- [THE TASK] Copy the material below word for word, starting at the line that contains "of the black" and ending with the final line of the material.

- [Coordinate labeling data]

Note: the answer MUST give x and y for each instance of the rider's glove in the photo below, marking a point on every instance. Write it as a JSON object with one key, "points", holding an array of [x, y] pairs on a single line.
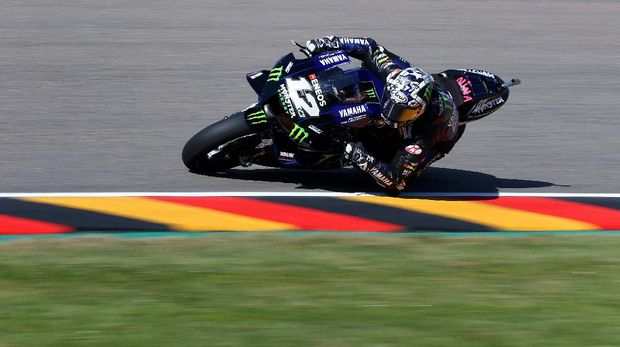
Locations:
{"points": [[326, 43]]}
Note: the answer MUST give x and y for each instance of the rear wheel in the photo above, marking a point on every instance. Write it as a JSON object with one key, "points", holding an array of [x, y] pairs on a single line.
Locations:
{"points": [[219, 146]]}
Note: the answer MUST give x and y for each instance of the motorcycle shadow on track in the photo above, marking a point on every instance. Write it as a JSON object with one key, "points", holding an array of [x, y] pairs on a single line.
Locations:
{"points": [[348, 180]]}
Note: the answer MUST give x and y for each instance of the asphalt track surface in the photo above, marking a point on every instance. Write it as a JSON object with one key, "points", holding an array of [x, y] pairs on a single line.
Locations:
{"points": [[102, 95]]}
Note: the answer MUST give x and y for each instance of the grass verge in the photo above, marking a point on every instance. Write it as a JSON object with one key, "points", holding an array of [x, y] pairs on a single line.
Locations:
{"points": [[264, 289]]}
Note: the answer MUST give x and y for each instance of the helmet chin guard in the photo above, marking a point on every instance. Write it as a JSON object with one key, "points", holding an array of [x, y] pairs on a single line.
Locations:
{"points": [[409, 92]]}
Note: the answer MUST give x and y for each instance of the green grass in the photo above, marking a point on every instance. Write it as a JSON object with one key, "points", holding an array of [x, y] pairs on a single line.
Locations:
{"points": [[311, 290]]}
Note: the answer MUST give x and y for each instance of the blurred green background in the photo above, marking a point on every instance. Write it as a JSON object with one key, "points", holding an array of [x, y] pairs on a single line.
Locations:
{"points": [[265, 289]]}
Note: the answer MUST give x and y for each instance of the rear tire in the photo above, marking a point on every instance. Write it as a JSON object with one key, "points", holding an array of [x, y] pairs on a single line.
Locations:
{"points": [[196, 150]]}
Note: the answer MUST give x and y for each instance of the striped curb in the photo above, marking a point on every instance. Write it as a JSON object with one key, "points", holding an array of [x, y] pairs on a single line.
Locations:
{"points": [[32, 214]]}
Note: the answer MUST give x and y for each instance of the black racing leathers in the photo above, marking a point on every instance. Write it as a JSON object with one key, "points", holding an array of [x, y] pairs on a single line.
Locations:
{"points": [[427, 139]]}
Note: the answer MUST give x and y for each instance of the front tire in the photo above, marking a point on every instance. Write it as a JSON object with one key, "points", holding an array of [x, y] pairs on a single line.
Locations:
{"points": [[196, 151]]}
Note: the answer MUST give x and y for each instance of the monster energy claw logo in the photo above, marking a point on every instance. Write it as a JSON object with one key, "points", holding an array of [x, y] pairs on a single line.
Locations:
{"points": [[257, 117], [275, 74], [298, 134]]}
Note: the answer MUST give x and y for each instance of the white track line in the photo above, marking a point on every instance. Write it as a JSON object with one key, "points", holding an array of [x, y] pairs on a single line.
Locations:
{"points": [[307, 194]]}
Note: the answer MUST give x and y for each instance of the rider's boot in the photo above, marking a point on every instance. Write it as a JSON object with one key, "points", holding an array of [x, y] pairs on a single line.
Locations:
{"points": [[380, 171]]}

- [EXPECTED ANSWER]
Note: the answer MUST give x and y for each instance of the black racing leathers in the photo above, marking a point on every instance. Write it as a JSON object with one key, "points", holding an array of [x, y] pairs on a single line.
Locations:
{"points": [[427, 139]]}
Note: the answer MUST give x and y for each instance of the front tire in the photo above, marking a point on every instance. Write it as a JSON object with one key, "points", holding an array of [x, y] pairs on a single line.
Locations:
{"points": [[196, 151]]}
Note: the answer MUST give x and y for each instance of the monster energy claw logo in the photo above, marking a point on every instance. Write it as a JSON object with one key, "points", holding an array of [x, y] pairs on a single line.
Locations:
{"points": [[257, 117], [275, 74], [298, 134]]}
Note: the answer MUST give x and y for each instance of the white track line in the photo above, marking a point on every instance. Write it as a JSON object with one key, "points", holding an array of [x, y] pairs on a single line.
Locations:
{"points": [[307, 194]]}
Note: the answer MUST give x and y for each instance of the rider's boot in the photo above, marking a point on every instance. Write it as a JSON object with one key, "points", holding an array of [x, y] pairs on a single line.
Locations:
{"points": [[380, 171]]}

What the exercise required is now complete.